L’uomo non può vivere da solo: “I bambini – scrive Hobbes – hanno bisogno dell’aiuto altrui per vivere, gli adulti per vivere bene”.[1]

Hobbes come Aristotele? No.

“La maggior parte degli scrittori politici suppongono o pretendono o postulano che l’uomo sia un animale già atto sin dalla nascita a consociarsi (i Greci dicono zōon politikon, animale politico), e su questa base costruiscono le loro teorie politiche […]. Ma questo assioma è falso, benché accettato dai più; e l’errore proviene da un esame troppo superficiale della natura umana”.[2]

Hobbes non lo cita, ma riprende la tesi che Protagora sostiene nella sua interpretazione del mito di Prometeo: anticamente, gli uomini, per salvarsi dalle fiere, fondavano città, ma incapaci di vivere insieme, perché privi di arte politica, si facevano ingiustizie l’un l’altro e subito si disperdevano di nuovo.[3]

La società e lo Stato non sono prodotti umani naturali. Sono imprese culturali, costruzioni dell’ingegno, artifici umani. Richiedono cura particolare: buona conoscenza della natura umana e adeguata educazione.

Protagora, in sintonia con l’età periclea in cui opera, propone un’educazione politica persuasiva, retorica e diretta a promuovere la democrazia.

Per Hobbes, che vive in tempi di guerra civile, l’educazione alla democrazia è pericolosa: la politica non è materia di cui tutti possano occuparsene.

# VOCI DEL DATASET
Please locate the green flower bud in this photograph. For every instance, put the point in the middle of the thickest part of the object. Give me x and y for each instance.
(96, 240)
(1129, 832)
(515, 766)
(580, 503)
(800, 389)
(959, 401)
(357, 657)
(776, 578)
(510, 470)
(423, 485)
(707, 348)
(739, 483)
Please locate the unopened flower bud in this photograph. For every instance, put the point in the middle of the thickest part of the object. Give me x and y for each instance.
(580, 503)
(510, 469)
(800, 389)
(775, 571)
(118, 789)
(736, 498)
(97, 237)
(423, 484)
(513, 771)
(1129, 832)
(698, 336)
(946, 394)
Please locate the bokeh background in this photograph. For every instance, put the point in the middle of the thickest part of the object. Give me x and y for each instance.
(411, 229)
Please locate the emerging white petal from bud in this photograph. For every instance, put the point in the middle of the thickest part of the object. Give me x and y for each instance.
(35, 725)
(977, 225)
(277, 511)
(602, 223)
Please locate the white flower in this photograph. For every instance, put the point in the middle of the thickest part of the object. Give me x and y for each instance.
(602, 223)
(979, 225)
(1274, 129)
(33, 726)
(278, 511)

# COMPITI ASSEGNATI
1. Secondo il brano su Hobbes, da che cosa proviene l'errore di considerare l'uomo un animale politico?
2. Riscrivi senza alcuna modifica tutte le voci del dataset, dalla prima all'ultima.

# RISULTATI DELL'ESERCIZIO
1. Da un esame troppo superficiale della natura umana.

2.
Please locate the green flower bud in this photograph. For every instance, put the point in the middle of the thickest part of the object. Give me x and y for each instance.
(96, 240)
(1129, 832)
(515, 766)
(580, 503)
(800, 389)
(959, 401)
(357, 657)
(776, 578)
(510, 470)
(423, 485)
(707, 348)
(739, 483)
Please locate the unopened flower bud in this photograph. For every instance, put the point in the middle of the thickest part of the object. Give me x and y for each instance.
(580, 503)
(510, 469)
(800, 389)
(775, 571)
(118, 789)
(736, 498)
(97, 237)
(423, 484)
(513, 771)
(1129, 832)
(698, 336)
(946, 394)
Please locate the bokeh background in this photograph. For every instance, put the point in the middle of the thickest part of the object. Give me x and y for each instance.
(411, 229)
Please locate the emerging white petal from bud in this photograph. For every instance, put the point in the middle of the thickest part of the object. Give me x and y for each instance.
(35, 725)
(977, 225)
(277, 511)
(602, 223)
Please locate the white flower in this photograph. For every instance, put the point in the middle of the thickest part of the object. Give me x and y for each instance.
(602, 223)
(979, 225)
(1274, 129)
(33, 726)
(278, 511)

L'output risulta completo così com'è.